*EXERCISE SET*:
(1) Using the testimony on separate representation for children, decide whether each statement is true: (a) In 2008, Cafcass recorded about 1,800 cases in which children were separately represented in private law proceedings; (b) Harry Fletcher reports that proceedings are taking five times longer; (c) section 64 of the Family Law Act 1996 was implemented. Answer yes or no for each and quote the deciding words of the testimony.
(2) Retype the part of the testimony on separate representation for children between "Dr Freedman: Can" and "to the children.", inclusive.

*EXTRACT PROVIDED*:

Our key concern is that children are not represented within this process. In the earlier session you touched on the fact that there is no separate representation for children, that section 64 of the Family Law Act 1996 was not implemented, and also section 122 of the Adoption and Children Act 2002, which sought to achieve the same end, which was separate representation for children. In private law proceedings, Parliament has twice decided that children need to be represented more often than they are. In fact, the proportion of children who are separately represented now is falling, according to the Cafcass latest statistics and indeed NYAS statistics—National Youth Advocacy Service—both of whom represent a small number of children under the provisions of Rule 9.5 of the Family Proceedings Rules. In 2008, Cafcass recorded that there were approximately 1,800 cases in which children were separately represented in private law proceedings. In the last annual report for last year it has gone down to 998. In fact, the resources are being squeezed. It is children, who are, I would submit, our main concern in family breakdown, who are receiving a smaller and smaller share of the cake.

Dr Freedman: Can I add to that? Those of us who have prepared expert reports in private law cases know that these are generally the most complex cases and that the concerns about the state of the children in these families are of grave concern to us. This includes not only emotional abuse, which is a concern throughout the serious private law cases, but also allegations that are made throughout these cases of physical and sexual abuse, which may be founded or unfounded and in both ways are damaging to the children.

Harry Fletcher: To add briefly, what colleagues are already telling me in Cafcass is that a consequence of an increase in applications in person is that proceedings are taking two to three times longer. That is because of delays, adjournments and judges having to intervene and explain to the parties who are not represented what is going on. I don't know but it may well be that taking away legal aid is going to cost more.

Q203   Chair: Barbara Esam of the NSPCC told this Committee that "there aren't enough experts around of sufficient quality. That means that the ones that are there are overworked and not available, which also causes delay." Do you agree? Are there particular disciplines where the shortage, or the perceived shortage, causes most difficulties? What are the reasons for this?

*LISTING*:

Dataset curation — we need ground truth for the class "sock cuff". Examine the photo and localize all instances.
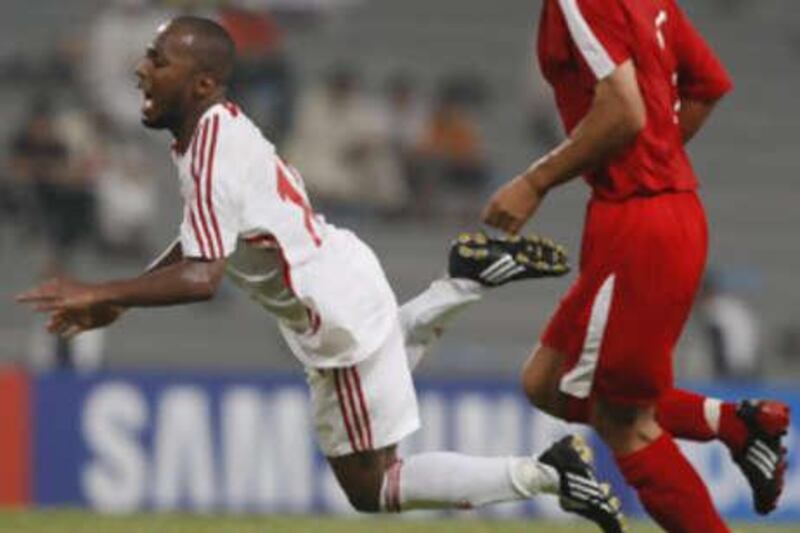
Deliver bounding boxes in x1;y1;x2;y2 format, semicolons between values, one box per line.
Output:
381;459;403;513
703;398;722;435
616;431;680;487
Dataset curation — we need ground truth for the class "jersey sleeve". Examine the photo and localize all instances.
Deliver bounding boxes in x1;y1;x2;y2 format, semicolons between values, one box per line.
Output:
180;114;241;260
558;0;631;81
673;3;733;101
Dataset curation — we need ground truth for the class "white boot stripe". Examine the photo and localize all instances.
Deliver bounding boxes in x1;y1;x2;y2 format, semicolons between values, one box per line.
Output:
480;254;514;276
487;264;525;283
753;440;780;463
747;448;775;470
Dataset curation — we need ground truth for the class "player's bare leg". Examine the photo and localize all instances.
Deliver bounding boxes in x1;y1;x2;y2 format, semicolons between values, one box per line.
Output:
328;436;623;532
590;398;729;533
522;344;572;423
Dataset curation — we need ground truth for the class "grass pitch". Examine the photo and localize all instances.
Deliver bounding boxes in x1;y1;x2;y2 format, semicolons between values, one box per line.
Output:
0;511;800;533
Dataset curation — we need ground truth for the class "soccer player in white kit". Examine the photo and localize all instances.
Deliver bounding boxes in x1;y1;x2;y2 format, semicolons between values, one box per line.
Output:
19;17;621;531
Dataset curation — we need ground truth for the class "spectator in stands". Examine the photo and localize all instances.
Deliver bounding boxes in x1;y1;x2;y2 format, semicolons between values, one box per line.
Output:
386;72;427;214
287;67;409;215
420;80;490;218
219;0;294;144
11;98;94;271
83;0;168;135
97;143;158;258
697;272;762;380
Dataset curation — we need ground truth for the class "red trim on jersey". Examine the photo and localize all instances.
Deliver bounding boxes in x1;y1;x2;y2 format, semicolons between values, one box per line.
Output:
190;119;216;259
275;158;322;248
352;366;372;450
275;239;297;294
333;368;360;452
222;101;239;118
188;207;208;257
206;115;225;257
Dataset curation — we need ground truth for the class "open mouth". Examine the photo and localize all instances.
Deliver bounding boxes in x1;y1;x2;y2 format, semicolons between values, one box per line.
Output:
142;91;154;111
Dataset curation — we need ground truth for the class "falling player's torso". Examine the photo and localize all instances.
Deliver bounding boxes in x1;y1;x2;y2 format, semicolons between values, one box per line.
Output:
226;239;311;332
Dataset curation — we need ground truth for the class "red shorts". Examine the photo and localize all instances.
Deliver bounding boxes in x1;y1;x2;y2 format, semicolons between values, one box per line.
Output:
542;192;708;405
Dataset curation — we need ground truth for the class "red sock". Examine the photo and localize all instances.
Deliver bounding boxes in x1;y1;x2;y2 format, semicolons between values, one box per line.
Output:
656;389;717;441
656;389;748;451
616;433;730;533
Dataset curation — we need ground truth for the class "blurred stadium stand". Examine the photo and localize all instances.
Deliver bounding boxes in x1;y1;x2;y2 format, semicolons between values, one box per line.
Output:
0;0;800;378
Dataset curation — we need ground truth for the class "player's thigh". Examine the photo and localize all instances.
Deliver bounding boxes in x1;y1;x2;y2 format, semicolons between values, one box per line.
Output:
522;344;566;417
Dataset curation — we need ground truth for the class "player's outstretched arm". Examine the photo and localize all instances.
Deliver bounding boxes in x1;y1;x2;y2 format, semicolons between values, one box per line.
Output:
17;259;225;316
483;60;647;233
145;238;183;274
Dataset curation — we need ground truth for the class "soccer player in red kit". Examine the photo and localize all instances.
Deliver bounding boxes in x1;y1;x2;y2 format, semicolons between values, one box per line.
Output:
483;0;789;533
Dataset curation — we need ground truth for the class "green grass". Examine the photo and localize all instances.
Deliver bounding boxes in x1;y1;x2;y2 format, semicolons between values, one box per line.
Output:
0;511;798;533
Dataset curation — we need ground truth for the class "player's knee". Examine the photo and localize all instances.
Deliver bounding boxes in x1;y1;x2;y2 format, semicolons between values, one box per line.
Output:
592;400;661;453
342;486;381;513
521;367;554;412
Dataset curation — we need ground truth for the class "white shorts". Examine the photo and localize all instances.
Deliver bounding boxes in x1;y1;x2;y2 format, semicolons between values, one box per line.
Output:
306;323;420;457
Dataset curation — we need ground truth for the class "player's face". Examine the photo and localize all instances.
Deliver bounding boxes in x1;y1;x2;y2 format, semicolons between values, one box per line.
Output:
136;25;196;130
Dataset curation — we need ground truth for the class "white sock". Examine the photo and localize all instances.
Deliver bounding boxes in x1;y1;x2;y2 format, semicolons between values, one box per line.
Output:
400;278;485;370
703;398;722;435
381;452;559;513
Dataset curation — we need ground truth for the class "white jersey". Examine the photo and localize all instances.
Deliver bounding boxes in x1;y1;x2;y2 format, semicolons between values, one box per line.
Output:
173;103;398;368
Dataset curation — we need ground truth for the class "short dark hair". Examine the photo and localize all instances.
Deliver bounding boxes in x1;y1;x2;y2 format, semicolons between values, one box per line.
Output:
169;16;236;85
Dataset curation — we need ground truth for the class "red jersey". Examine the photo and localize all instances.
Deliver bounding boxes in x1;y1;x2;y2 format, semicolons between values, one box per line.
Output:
538;0;732;200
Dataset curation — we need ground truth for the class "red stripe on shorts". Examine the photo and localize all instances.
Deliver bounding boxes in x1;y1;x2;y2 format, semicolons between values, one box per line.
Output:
333;368;360;452
352;366;373;450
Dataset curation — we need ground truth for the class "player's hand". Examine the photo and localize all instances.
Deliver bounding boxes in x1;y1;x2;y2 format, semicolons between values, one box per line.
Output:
16;277;102;313
47;305;125;339
481;176;543;234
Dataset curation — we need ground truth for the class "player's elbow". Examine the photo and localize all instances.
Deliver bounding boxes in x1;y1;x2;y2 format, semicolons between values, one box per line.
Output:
617;102;647;140
184;261;224;302
192;280;217;302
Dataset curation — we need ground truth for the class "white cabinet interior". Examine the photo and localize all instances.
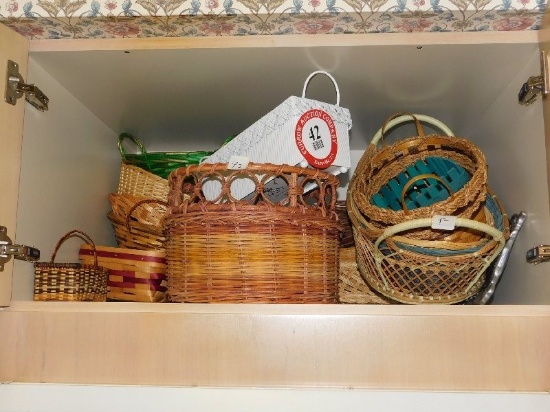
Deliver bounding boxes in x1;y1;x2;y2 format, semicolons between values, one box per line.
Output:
13;32;550;304
0;32;550;391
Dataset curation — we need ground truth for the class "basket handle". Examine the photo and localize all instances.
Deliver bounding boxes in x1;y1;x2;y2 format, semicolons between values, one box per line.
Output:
374;217;506;291
50;230;98;267
118;132;147;160
401;173;454;215
370;112;454;145
302;70;340;106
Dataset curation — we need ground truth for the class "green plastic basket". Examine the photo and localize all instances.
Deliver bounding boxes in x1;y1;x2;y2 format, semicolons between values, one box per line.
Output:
118;133;214;179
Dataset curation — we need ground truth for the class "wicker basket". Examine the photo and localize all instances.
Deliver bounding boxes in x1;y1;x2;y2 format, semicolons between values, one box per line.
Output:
107;212;166;250
338;247;398;305
117;163;169;201
348;113;487;241
348;195;508;304
34;230;109;302
79;245;166;302
108;193;167;229
164;164;340;303
118;133;214;179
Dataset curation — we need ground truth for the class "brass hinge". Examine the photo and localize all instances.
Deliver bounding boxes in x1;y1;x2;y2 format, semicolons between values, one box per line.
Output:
4;60;49;112
518;51;550;106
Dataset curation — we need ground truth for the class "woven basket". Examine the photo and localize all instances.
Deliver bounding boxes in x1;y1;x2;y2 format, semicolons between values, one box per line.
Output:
79;245;166;302
117;163;169;201
164;163;340;303
348;193;506;304
107;212;166;250
118;133;214;179
338;247;397;305
348;113;487;241
34;230;109;302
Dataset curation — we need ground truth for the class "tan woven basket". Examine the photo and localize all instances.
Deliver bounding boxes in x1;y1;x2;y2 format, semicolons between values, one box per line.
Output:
79;245;166;302
34;230;109;302
108;193;167;229
348;113;487;241
164;164;340;303
338;247;398;305
117;163;169;201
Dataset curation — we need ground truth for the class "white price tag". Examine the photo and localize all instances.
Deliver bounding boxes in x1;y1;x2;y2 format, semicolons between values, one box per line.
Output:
432;215;456;230
227;156;250;170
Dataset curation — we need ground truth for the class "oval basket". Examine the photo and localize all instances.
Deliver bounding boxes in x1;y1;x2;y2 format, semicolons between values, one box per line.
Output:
164;164;341;303
348;193;509;304
118;133;214;179
348;113;487;239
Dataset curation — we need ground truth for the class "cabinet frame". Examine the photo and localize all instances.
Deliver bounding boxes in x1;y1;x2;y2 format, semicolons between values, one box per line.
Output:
0;20;550;392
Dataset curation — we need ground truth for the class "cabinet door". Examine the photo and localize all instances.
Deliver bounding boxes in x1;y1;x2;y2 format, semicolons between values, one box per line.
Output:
0;24;29;306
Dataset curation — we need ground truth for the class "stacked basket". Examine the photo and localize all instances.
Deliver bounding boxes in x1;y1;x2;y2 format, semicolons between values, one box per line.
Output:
347;113;509;304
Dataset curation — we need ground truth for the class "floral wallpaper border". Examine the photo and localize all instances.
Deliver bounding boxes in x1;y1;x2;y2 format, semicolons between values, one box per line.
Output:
0;0;546;39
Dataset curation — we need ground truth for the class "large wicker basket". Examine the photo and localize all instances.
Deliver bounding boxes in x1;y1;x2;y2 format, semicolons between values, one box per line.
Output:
34;230;109;302
164;164;340;303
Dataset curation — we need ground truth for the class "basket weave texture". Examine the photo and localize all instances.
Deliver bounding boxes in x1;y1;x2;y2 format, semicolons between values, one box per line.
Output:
79;245;166;302
118;133;214;179
348;113;487;241
117;163;169;201
34;230;109;302
164;163;340;303
107;193;167;250
338;247;398;305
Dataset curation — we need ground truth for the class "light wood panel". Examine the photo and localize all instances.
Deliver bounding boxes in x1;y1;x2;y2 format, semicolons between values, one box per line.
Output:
0;302;550;391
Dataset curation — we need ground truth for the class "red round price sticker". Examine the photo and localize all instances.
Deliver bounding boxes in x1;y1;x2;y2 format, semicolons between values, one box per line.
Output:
294;109;338;169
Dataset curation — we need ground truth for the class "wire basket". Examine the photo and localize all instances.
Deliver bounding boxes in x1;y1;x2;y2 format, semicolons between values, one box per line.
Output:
118;133;214;179
164;163;341;303
348;113;487;240
34;230;109;302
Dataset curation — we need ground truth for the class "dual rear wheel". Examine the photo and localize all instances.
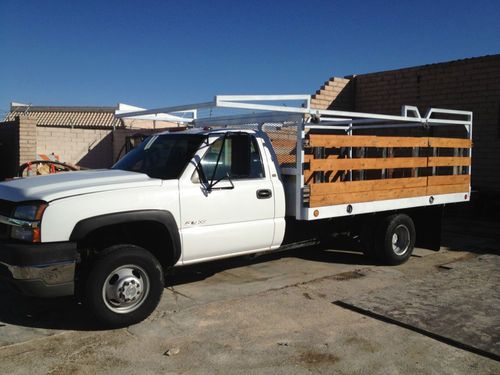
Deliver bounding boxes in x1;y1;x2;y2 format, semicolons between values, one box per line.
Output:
365;214;416;265
83;245;164;327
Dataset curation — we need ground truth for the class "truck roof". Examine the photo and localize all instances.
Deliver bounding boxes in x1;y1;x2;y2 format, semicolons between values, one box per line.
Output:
157;128;255;136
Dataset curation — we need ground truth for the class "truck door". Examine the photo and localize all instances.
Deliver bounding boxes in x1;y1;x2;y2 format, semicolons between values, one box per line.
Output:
179;132;274;263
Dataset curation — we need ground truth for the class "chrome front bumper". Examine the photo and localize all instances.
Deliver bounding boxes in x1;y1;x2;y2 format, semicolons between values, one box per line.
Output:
0;243;76;297
0;261;76;297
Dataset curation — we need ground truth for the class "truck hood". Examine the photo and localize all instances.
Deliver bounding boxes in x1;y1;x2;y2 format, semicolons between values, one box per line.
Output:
0;169;162;202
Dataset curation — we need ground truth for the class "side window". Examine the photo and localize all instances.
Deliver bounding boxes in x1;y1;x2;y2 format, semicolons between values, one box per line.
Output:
201;133;265;181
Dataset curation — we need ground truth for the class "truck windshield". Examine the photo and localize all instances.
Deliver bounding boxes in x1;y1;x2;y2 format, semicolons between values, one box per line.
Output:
112;134;205;180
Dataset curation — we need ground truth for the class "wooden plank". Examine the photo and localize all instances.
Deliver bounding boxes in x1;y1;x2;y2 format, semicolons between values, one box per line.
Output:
427;174;470;186
429;137;472;148
309;187;427;207
309;177;427;196
429;156;470;167
271;139;297;150
276;154;295;167
309;134;429;148
310;157;428;171
427;184;469;195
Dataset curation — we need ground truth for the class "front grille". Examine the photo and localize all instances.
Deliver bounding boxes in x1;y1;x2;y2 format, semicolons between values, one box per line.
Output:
0;199;15;240
0;199;15;217
0;224;11;240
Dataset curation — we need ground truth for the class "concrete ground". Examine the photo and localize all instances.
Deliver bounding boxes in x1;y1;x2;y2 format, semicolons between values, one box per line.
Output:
0;213;500;374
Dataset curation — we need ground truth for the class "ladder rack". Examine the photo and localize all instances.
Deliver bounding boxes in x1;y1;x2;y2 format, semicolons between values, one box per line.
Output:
116;95;473;220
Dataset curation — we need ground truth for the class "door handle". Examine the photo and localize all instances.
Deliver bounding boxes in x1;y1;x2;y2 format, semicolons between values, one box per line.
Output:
257;189;273;199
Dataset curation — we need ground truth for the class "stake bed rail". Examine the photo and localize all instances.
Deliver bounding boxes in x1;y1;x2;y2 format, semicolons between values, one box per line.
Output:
116;95;473;220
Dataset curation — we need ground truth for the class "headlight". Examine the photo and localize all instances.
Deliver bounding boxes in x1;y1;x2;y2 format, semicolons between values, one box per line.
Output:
10;202;47;242
14;203;47;221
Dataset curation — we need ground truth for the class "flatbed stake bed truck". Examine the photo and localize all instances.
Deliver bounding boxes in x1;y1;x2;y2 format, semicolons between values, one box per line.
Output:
0;95;472;326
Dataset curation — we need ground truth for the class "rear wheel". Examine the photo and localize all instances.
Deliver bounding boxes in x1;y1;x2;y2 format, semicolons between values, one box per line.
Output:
374;214;416;265
85;245;164;327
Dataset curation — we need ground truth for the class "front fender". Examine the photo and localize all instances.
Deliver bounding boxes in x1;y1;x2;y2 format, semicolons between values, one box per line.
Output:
70;210;181;263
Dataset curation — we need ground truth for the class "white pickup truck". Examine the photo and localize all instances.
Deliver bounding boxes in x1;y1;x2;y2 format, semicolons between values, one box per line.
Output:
0;96;472;326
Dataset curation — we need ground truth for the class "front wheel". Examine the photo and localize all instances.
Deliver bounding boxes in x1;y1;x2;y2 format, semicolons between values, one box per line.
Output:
85;245;164;327
375;214;416;265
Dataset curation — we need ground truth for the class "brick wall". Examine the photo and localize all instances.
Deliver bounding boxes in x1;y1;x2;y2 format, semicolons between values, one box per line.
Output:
313;55;500;194
354;55;500;193
113;128;159;163
311;77;354;111
18;116;36;164
36;126;113;168
0;121;19;181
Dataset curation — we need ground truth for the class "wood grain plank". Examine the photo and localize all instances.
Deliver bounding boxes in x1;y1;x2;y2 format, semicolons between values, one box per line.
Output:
310;157;428;171
309;134;429;148
429;156;470;167
427;184;469;195
309;187;427;207
429;137;472;148
427;174;470;186
309;177;427;196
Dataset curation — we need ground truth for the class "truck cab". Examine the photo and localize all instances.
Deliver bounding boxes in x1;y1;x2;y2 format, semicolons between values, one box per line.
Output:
0;95;472;326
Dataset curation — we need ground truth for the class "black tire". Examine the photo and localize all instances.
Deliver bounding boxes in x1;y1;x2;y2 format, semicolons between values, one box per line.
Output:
84;245;164;327
374;214;416;265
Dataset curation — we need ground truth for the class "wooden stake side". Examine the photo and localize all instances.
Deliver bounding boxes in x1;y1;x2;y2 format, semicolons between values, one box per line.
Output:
309;186;427;208
309;177;427;196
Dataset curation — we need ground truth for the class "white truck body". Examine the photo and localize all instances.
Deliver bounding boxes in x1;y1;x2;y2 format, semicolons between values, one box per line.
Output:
0;95;472;323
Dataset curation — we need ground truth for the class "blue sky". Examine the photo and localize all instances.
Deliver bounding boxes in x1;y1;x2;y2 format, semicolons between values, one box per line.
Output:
0;0;500;116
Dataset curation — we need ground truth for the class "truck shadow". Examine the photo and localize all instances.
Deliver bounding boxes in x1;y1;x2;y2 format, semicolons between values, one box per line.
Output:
0;244;374;330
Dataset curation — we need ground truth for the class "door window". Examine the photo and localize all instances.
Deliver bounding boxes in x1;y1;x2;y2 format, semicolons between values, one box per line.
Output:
200;133;265;181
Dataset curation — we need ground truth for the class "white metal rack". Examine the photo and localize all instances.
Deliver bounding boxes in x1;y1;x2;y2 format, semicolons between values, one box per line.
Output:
116;95;473;220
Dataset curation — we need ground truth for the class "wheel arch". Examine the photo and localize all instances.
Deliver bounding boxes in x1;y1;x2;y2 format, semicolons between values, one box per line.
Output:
70;210;181;267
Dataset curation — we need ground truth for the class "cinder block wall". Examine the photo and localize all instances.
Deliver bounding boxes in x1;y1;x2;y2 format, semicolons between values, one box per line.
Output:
36;126;113;168
311;77;354;111
113;128;159;164
311;55;500;195
354;55;500;194
0;121;19;181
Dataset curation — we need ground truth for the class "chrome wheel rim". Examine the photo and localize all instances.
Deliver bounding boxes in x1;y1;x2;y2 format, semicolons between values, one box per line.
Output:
102;264;150;314
391;225;410;256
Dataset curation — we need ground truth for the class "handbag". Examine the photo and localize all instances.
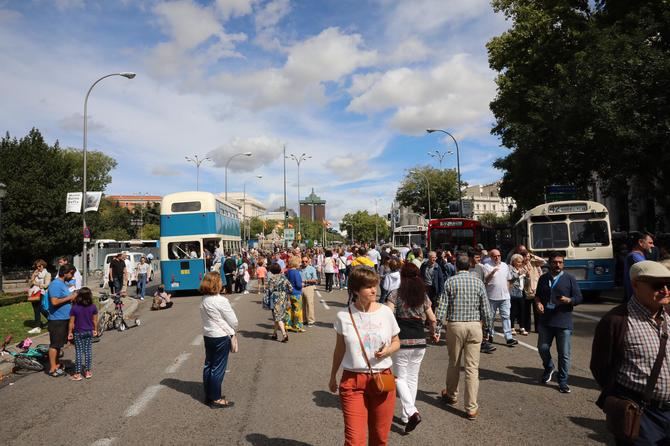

*RESULTS FOR THE EXERCISE*:
(1)
(a) Yes: "In 2008, Cafcass recorded that there were approximately 1,800 cases in which children were separately represented in private law proceedings."
(b) No: "proceedings are taking two to three times longer."
(c) No: "section 64 of the Family Law Act 1996 was not implemented"

(2)
Dr Freedman: Can I add to that? Those of us who have prepared expert reports in private law cases know that these are generally the most complex cases and that the concerns about the state of the children in these families are of grave concern to us. This includes not only emotional abuse, which is a concern throughout the serious private law cases, but also allegations that are made throughout these cases of physical and sexual abuse, which may be founded or unfounded and in both ways are damaging to the children.